▶ **EXTRACTED TEXT**
# calming cookies - anyone tried them



## Horsekaren (18 September 2018)

I have come across these online and wondered if anyone has used them?
https://theequineedge.co.uk/products/calmer-cookies

Ingredients:

Soyflour, Molasses, Flax Meal, L-Tyrosine, Fenugreek, Himalayan Salt, Vitamin C, Vitamin E, Turmeric, N-Acetyl-L-Cysteine, Lecithin

What would be the calming ingredients above? would it be able to be combined if the horse is already on a daily calmer containing mag?  

I was toying with trying one for clipping.


----------



## shortstuff99 (18 September 2018)

The calming ingredient is mainly the L-Tyrosine which creates serotonin. I have used them and found they do take the edge off slightly but I find training and desensitising works more but these can help the first few outings etc.


----------



## Kaylum (18 September 2018)

my friend has used them and yes they take the edge off if its the noise the horse is nervous of try one of the ear bonnets that reduce sound.  Could use an electric toothbrush to help with the noise and the feel or there is an app you can get on your phone that sounds like a razor.

▶ **REQUIRED ACTION 1**
Write out the part of the forum thread about calming cookies that opens with the words containing "I have come" and closes with "calmer containing mag?".
▶ **REQUIRED ACTION 2**
Answer these questions using the forum thread about calming cookies:
(a) Which ingredient does shortstuff99 name as mainly the calming one?
(b) For what job is Horsekaren thinking of trying one of the cookies?
(c) What item does Kaylum say could be used to help with the noise and the feel?
▶ **REQUIRED ACTION 3**
Carry on the forum thread about calming cookies from the point where it stops.
The rows have no connection to the forum thread about calming cookies.

Rows excerpted from a collection
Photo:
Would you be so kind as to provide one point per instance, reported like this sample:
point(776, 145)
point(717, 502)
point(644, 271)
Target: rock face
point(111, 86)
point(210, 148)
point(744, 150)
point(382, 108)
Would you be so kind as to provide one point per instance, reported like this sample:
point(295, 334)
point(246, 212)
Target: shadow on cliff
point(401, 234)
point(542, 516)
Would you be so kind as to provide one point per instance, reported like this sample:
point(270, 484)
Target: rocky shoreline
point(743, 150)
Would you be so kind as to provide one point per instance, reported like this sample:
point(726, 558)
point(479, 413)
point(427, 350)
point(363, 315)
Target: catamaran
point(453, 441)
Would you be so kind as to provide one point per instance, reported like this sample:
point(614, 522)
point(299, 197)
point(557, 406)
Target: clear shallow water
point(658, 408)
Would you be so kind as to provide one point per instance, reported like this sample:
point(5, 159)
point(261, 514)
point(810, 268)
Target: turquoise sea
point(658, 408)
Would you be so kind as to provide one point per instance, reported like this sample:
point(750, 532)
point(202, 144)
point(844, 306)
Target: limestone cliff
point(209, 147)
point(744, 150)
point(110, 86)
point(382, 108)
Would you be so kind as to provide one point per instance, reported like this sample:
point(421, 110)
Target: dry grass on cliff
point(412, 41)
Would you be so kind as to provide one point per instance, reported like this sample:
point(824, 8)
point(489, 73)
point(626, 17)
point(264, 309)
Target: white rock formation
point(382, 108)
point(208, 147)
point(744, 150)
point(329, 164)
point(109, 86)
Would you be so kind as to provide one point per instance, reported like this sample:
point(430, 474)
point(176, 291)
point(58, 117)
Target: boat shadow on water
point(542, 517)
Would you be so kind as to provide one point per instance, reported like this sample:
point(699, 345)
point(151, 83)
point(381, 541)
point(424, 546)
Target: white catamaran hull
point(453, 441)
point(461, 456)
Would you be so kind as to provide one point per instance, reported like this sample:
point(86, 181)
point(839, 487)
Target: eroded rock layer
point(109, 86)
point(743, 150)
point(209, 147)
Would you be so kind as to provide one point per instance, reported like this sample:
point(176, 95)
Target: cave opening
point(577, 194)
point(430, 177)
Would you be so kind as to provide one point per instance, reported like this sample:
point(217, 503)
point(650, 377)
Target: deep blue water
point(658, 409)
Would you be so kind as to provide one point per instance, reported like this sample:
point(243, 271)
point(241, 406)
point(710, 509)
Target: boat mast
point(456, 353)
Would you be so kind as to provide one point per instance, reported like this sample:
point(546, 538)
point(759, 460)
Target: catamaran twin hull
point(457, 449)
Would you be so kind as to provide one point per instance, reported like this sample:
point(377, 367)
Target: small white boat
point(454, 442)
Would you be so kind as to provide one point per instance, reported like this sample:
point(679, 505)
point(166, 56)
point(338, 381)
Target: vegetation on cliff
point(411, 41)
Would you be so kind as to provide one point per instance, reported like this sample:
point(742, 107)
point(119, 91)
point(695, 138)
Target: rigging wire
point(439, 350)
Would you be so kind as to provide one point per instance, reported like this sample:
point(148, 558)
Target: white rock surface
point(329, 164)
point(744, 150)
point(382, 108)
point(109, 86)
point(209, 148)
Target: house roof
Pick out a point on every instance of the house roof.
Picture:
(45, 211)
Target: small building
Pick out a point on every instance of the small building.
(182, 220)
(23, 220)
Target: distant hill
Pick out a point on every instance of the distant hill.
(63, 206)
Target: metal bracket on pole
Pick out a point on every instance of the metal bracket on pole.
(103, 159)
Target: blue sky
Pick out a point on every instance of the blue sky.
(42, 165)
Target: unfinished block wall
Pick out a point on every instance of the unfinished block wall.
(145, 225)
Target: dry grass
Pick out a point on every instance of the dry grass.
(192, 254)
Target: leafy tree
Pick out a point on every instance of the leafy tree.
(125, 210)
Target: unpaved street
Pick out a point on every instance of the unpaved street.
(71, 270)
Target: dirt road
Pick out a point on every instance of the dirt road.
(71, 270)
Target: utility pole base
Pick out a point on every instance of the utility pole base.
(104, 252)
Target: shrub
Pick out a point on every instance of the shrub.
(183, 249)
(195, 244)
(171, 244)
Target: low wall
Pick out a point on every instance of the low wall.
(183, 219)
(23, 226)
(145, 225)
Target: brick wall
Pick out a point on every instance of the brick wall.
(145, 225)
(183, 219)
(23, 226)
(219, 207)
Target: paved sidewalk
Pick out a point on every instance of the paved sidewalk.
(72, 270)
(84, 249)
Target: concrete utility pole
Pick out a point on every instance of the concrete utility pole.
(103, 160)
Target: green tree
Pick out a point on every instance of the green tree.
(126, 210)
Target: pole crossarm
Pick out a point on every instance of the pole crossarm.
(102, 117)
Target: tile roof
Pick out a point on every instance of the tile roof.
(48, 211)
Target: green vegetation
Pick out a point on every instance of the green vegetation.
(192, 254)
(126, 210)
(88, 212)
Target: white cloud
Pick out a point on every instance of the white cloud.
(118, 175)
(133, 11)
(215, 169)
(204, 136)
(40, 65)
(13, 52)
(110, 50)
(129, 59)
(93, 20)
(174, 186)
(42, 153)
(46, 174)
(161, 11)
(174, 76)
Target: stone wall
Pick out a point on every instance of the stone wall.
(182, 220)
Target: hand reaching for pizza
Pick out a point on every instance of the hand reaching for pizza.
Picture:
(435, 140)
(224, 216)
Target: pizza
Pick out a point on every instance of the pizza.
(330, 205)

▶ **WRITTEN ANSWER 1**
I have come across these online and wondered if anyone has used them?
https://theequineedge.co.uk/products/calmer-cookies

Ingredients:

Soyflour, Molasses, Flax Meal, L-Tyrosine, Fenugreek, Himalayan Salt, Vitamin C, Vitamin E, Turmeric, N-Acetyl-L-Cysteine, Lecithin

What would be the calming ingredients above? would it be able to be combined if the horse is already on a daily calmer containing mag?

▶ **WRITTEN ANSWER 2**
(a) L-Tyrosine
(b) Clipping
(c) An electric toothbrush

▶ **WRITTEN ANSWER 3**
----------



## Pinkvboots (18 September 2018)

Or ear plugs do work my friend uses them to clip her horse and sometimes having a background noise like a radio can help as they are not just focusing on the clipper noise alone.


----------



## Sprat (18 September 2018)

I've picked a bag up for my mare who very much goes into herself while out at a new venue, I'm due to try one tonight so I'll let you know.

I'm a bit of a sceptic when it comes to this kind of thing as I've never experienced anything that's had a suitable effect, but my trainer raves about them and I've heard good reviews.

I'll keep you posted!


----------



## Horsekaren (18 September 2018)

Sprat said:



			I've picked a bag up for my mare who very much goes into herself while out at a new venue, I'm due to try one tonight so I'll let you know.

I'm a bit of a sceptic when it comes to this kind of thing as I've never experienced anything that's had a suitable effect, but my trainer raves about them and I've heard good reviews.

I'll keep you posted!
		
Click to expand...

Ah great! fingers crossed for you! 

He wasn't too bad with clippers as i had a horseman ship trainer come out and teach me and he was scared for a few mins then stood like a darling for an hour. The next time he was clipped he was in a massive medical barn in a vets, blunt blades being used, the sound was incredible (not sure where they found these clippers) no patience at all, he was just charging around the barn in sheer fear running through equipment :'( their answer was to sedate, they did, he still charged around, it took about 4 lots of sedation so he has a bad experience to get over  
If id have known i would have removed the fur before i took him.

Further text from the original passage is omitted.